--- Document text ---

Building an Offline-First Literature Intelligence System for HPC

The Problem: Researchers Drowning in PDFs, Clusters Optimized for Batch Jobs

When you work on scientific computing infrastructure, whether at a national lab or a university HPC cluster, you quickly learn that most ML tools are built for the cloud and quietly assume things that simply aren't true on your system. They assume outbound internet access. They assume you can call an API mid-job. They assume your job runs to completion without being preempted. They assume someone will be watching a terminal.

I ran into all of these assumptions when I started building Materials Copilot, a larger project aimed at building a RAG-powered research assistant for materials science workflows. The first component I shipped was not the chatbot itself but the offline literature intelligence layer: the CO2M Literature Intelligence System, focused on carbon dioxide capture and mineralization papers. Getting it to actually work in an HPC context required rethinking a few things that are usually taken for granted.

The CO2M corpus is 47 scientific papers on carbon dioxide capture and mineralization. That sounds small, but 47 dense materials science PDFs, full of domain jargon, compound names, experimental conditions, and citations, is genuinely hard to navigate without tooling. Researchers need to answer questions like: which papers cover electrochemical mineralization? What are the temporal trends in sorbent research? Which documents are most relevant to a specific concept like "direct air capture"?

The obvious answer in 2024 is: build a RAG pipeline and put a chat interface on it. And that works fine on a laptop with a stable internet connection. On many SLURM-based HPC systems, especially restricted or air-gapped environments, that design becomes fragile quickly:

No outbound API calls during a compute job
Long queue times mean you can't iterate interactively
Jobs get preempted; partial state needs to survive
The people running jobs are not always the people querying results

These constraints pushed me toward a fundamentally different architecture than a typical RAG chatbot.

The Core Design Decision: Build Once, Read Forever

The central idea behind the CO2M pipeline is artifact materialization. Instead of a live pipeline that parses PDFs, classifies chunks, summarizes documents, and builds visualizations at query time, the system does that work once in a batch job and writes everything to Parquet files. The dashboard and any downstream consumers read only from those artifacts. The future RAG layer can consume these same artifacts to build embeddings and populate a vector database.

This sounds obvious when you say it out loud, but it has real consequences:

The ingestion job can run on a compute node with no network access. It reads from the local filesystem and writes to the local filesystem. Nothing else.
The dashboard can run on a login node, a local machine, or anywhere else. It has no dependency on the cluster that built the artifacts. You scp the Parquet files and launch Streamlit. Done.
Job preemption is survivable. Because each pipeline stage writes its own artifact, a preempted job can resume from the last completed stage rather than starting over.

The tradeoff is freshness. If you add new papers, you need to re-run the pipeline. For a research corpus that evolves slowly, that's an acceptable tradeoff.

The full flow looks like this:

Figure 1: CO2M Literature Intelligence Pipeline — Seven-stage workflow from PDF corpus to portable Parquet artifacts and Streamlit dashboard

Walking Through the 7-Stage Pipeline

The pipeline runs sequentially through seven stages, each consuming the previous stage's output.

---

▸ Required action:
How does the article on building an offline-first literature intelligence system for HPC continue? Write the next part of that article, picking up after its final sentence.

--- Entries shown ---

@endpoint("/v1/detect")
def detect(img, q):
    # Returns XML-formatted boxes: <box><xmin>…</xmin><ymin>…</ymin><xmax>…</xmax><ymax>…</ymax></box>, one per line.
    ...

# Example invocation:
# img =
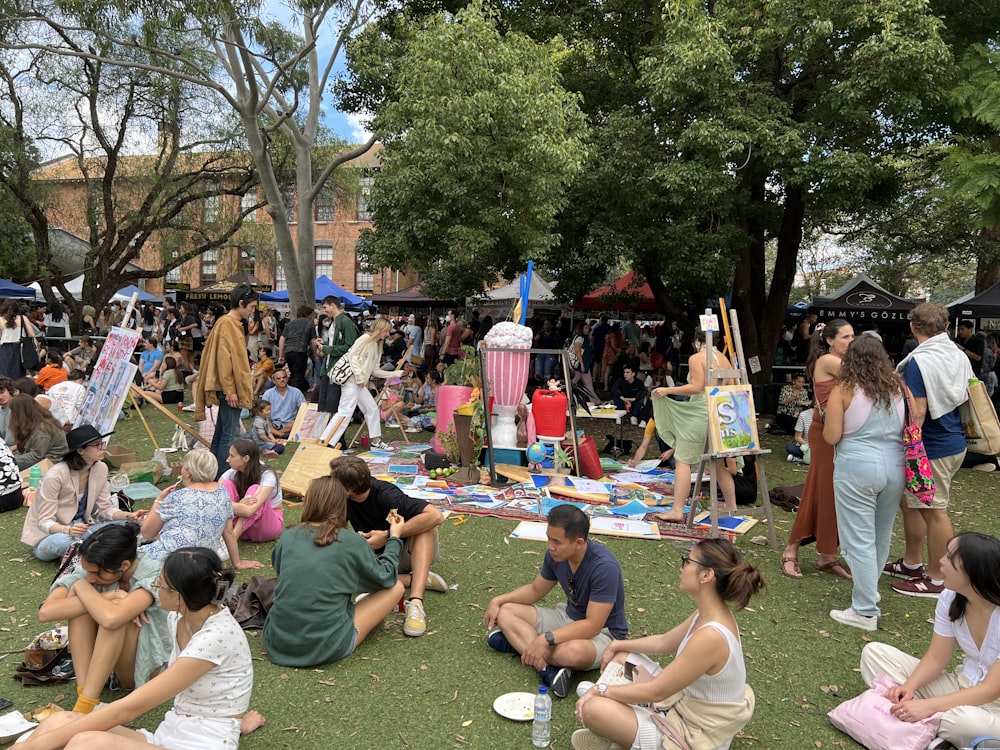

---

▸ Response area:
Stage 1: Taxonomy Loading

Before touching a single PDF, the system parses concepts.yaml, a researcher-curated taxonomy of scientific concepts relevant to the corpus. This is the most important design decision in the whole system. Classification is grounded in domain vocabulary, not a generic topic model. If the taxonomy doesn't reflect how researchers actually talk about the field, everything downstream is noise.

Stage 2: Metadata Enrichment

Each document has a sidecar file (CSV, JSON, or XML) carrying structured metadata: authors, year, venue, DOI. These get attached to document records before any text processing happens, so every downstream artifact carries full provenance.

Stage 3: PDF Discovery

The pipeline scans the corpus directory, registers each document, and produces a manifest. This is the checkpoint. If a job is preempted after this stage, the system knows exactly which documents exist and can resume cleanly.

Stage 4: Text Extraction and Chunking

Pages are parsed and split into semantically coherent segments. Chunk boundaries respect sentence structure; we don't split mid-sentence to hit a token count. The current corpus produces 3,689 chunks from 47 documents.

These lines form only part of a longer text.